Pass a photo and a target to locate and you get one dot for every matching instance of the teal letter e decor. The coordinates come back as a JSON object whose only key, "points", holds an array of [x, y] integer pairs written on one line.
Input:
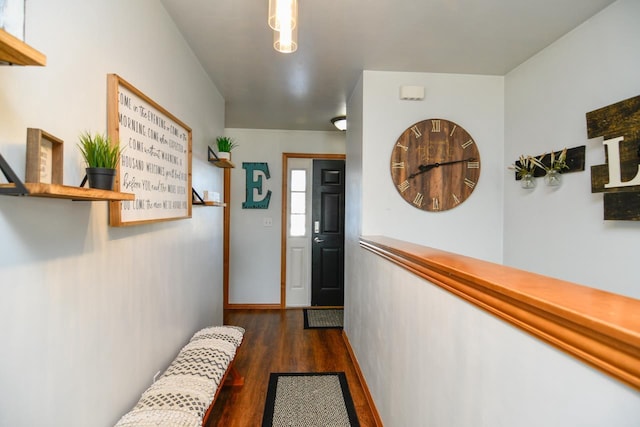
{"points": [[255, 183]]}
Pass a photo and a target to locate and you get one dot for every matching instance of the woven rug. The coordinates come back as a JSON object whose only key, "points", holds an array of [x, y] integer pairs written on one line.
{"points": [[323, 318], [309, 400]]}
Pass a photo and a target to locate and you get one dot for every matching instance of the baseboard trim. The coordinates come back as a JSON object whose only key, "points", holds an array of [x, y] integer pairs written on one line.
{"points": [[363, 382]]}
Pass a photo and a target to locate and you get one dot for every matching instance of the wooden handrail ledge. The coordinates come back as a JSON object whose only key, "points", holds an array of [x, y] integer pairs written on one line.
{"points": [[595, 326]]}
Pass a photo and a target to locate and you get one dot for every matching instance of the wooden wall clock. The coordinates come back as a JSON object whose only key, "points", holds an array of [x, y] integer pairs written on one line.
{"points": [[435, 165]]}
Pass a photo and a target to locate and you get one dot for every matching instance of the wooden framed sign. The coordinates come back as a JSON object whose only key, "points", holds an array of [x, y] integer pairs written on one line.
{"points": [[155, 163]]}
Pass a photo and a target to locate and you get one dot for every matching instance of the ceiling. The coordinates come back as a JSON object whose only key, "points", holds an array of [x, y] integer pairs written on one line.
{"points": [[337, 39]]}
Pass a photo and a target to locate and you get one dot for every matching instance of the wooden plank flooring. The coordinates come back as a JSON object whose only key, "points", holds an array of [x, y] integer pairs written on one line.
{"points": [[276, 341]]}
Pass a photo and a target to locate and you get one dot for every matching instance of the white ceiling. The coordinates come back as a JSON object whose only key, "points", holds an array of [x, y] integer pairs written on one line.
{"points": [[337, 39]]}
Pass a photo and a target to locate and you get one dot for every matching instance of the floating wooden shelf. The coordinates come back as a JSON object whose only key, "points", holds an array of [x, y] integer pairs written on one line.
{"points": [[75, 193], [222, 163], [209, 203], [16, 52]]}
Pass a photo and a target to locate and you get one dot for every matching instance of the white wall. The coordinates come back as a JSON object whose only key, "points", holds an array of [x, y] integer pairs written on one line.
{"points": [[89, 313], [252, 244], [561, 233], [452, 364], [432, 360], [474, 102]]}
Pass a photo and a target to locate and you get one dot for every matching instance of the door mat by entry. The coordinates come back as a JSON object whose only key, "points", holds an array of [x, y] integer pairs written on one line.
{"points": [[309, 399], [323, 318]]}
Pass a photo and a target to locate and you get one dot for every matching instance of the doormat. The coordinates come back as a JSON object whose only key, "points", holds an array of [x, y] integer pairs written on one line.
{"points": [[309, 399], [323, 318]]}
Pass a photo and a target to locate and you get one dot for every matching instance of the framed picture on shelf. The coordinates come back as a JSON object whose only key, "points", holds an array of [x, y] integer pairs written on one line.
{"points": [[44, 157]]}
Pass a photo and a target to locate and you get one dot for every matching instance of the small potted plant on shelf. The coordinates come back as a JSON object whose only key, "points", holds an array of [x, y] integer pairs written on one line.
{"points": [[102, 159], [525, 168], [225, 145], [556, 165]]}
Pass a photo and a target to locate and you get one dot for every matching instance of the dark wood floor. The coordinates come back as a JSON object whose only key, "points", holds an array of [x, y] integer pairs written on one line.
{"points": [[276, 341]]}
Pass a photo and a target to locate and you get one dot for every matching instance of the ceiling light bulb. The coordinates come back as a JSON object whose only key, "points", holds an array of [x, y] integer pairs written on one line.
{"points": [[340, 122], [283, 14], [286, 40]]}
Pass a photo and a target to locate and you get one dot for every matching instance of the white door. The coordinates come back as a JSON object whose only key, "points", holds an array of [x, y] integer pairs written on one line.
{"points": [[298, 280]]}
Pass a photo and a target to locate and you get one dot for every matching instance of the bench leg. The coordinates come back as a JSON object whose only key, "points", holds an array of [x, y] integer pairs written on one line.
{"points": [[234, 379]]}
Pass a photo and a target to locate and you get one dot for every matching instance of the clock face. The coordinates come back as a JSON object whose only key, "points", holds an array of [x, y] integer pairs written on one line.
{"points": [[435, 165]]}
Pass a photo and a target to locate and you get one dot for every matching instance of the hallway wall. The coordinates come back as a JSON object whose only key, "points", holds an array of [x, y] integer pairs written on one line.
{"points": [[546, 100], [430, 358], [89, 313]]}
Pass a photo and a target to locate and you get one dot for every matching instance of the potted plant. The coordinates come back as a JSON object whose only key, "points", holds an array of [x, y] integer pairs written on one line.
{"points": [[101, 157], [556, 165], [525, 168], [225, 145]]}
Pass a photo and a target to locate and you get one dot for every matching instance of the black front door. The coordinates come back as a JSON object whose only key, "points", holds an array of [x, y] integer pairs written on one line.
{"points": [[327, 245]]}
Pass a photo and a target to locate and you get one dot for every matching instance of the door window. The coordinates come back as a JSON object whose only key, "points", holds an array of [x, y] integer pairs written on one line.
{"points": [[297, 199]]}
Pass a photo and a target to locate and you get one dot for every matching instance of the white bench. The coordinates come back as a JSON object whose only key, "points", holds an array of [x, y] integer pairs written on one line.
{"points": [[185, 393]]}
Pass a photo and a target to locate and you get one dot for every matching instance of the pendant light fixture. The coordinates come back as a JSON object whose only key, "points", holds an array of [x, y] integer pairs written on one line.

__About this task__
Without any pictures, repeat the listing exactly.

__Final answer__
Pass a photo and a target to locate and you get one dot for every matching instance of the teal letter e decor. The coordinates come back as a JSON object whose only key, "points", holds an array of [x, y] integer pairs written on one line.
Input:
{"points": [[255, 183]]}
Pass a photo and a target to locate and you get one dot for every matching instance of the woven rug. The coordinates come back as a JSON object whose only key, "points", holds an array of [x, y] integer pairs written on one line.
{"points": [[323, 318], [309, 400]]}
Pass a photo and a target to locate and you get one dot for every matching instance of the baseboard trim. The coordinates come back as a JSON object whose only key, "points", holds an array of [x, y] integer pairs written on one line.
{"points": [[363, 382]]}
Pass a photo and a target to locate and you get one dot for every matching instance of the wooden handrail ledge. The coordinates come back as a JSON object whose only key, "points", holds an array of [x, y] integer pairs written on one line.
{"points": [[595, 326]]}
Pass a photo and a target to locate and you get one dot for every matching instance of the wooden wall clock. The coordinates come back as a JSON object whose only key, "points", holds an array of [x, y] integer pairs written on one line.
{"points": [[435, 165]]}
Pass a photo and a target to locate and you get one dot for every matching instance of the wooden framed sign. The coordinates come back as a JSON object whose only key, "points", holds an array of [x, y] integer pairs written on one line.
{"points": [[155, 163]]}
Pass a photo and a target to locate and you get one dot for every matching instance of the ceiling. The coordinates come back as a JSON object whose only key, "points", holds an array of [x, y] integer pairs written on one line.
{"points": [[337, 39]]}
Pass a photo and a target to locate and you get one dot for every matching instance of the wooden plank flooring. The coordinates come back as a JSON object whose only key, "points", holds an array of [x, y] integer pairs written on one line.
{"points": [[276, 341]]}
Pass a photo and a target to locate and you get one dot for every matching instance of the white ceiling. The coordinates come back as a JSON object whose only key, "points", holds an array of [x, y] integer pairs written on one line.
{"points": [[337, 39]]}
Pass a photo and a target to locate and you get one dot for every matching instance of the floating wooden shelf. The coordinates come back as a JSON object whose only key, "points", holds an array of [x, y] integer pairs written on one line.
{"points": [[75, 193], [222, 163], [209, 203], [16, 52]]}
Pass a photo and a target to locate and you get one dot for every matching instance of the white wall. The coordinates come back as a JSON object whose only key, "points", holds an array of [x, y] integer pairs written on one line.
{"points": [[89, 313], [252, 244], [561, 233], [452, 364], [432, 360], [474, 102]]}
Pass a photo and a target to locate and you get one dot for every matching instance of the door mat by entry. The coordinates come back as a JSON object whose only key, "points", holds an array of [x, y] integer pairs written on one line.
{"points": [[309, 399], [323, 318]]}
Pass a photo and a target to locate and you get one dot for every matching instance of the doormat. The coordinates come back as a JSON object whose only key, "points", holds an array of [x, y] integer pairs written on one line.
{"points": [[309, 399], [323, 318]]}
Pass a photo and a target to locate and you get one dot for every matching instance of the framed picture on shelf. The coordinates come back as a JSON object whose only key, "points", holds an array of [x, y] integer pairs written on one line.
{"points": [[44, 157]]}
Pass a photo and a target to locate and you get one dot for every matching instance of the small potted plant on shelf. The coordinates come back as a JSON object whose only key, "points", holds an array of [x, y] integer pairs written on one line.
{"points": [[102, 159], [525, 168], [225, 145], [556, 165]]}
Pass a photo and a target to locate and you get one dot for every matching instance of the dark wood floor. The coordinates come back as a JSON object whose only key, "points", holds an array of [x, y] integer pairs written on one line.
{"points": [[276, 341]]}
Pass a photo and a target to locate and you get one dot for every matching instance of the ceiling light bulb. The coordinates come back as a JSON object whose only key, "points", holds an array of [x, y] integer pairs written on one line.
{"points": [[340, 122], [283, 14], [286, 40]]}
Pass a photo and a target to locate and you get one dot for every matching instance of the white door. The coordinates come back as a JSON object whose only key, "points", holds an array of [x, y] integer pairs written on one line.
{"points": [[298, 280]]}
Pass a photo and a target to locate and you get one dot for every matching instance of the bench leg. The coordinates come back as a JSON object whose only key, "points", holds an array of [x, y] integer pairs written on one line.
{"points": [[234, 379]]}
Pass a photo and a target to locate and you get one dot for every matching instance of the clock face. The coordinates come back as a JSON object whose only key, "points", holds an array of [x, y] integer pairs written on one line.
{"points": [[435, 165]]}
Pass a photo and a target to locate and you get one dot for every matching instance of the hallway wall. The coordinates come back as a JSON object whose only key, "points", holds an array of [x, y] integer pairs written on one line.
{"points": [[546, 100], [430, 358], [89, 313]]}
Pass a photo and a target to locate and you get one dot for every matching instance of the potted plant. The coordinates come back as a JSON object whose only key, "points", holds an array of [x, y] integer pairs written on one line.
{"points": [[101, 157], [556, 165], [525, 168], [225, 145]]}
Pass a photo and a target to locate and you get one dot for every matching instance of the black front door. The coordinates come back as a JSON object whose only key, "points", holds an array of [x, y] integer pairs written on one line.
{"points": [[327, 245]]}
Pass a photo and a target to locate and you get one dot for every matching instance of the door window. The coordinates come back as a JSON object whose only key, "points", holds an array of [x, y] integer pairs written on one line.
{"points": [[297, 199]]}
Pass a photo and a target to locate and you get one dot for every matching instance of the white bench. The coordinates come back as a JSON object whose only key, "points", holds an array of [x, y] integer pairs written on one line.
{"points": [[185, 393]]}
Pass a photo and a target to locate and you get one dot for every matching instance of the pendant light fixture. The coordinates come back as a JSON object whose only key, "points", holds an array of [x, y] integer pairs written on one line.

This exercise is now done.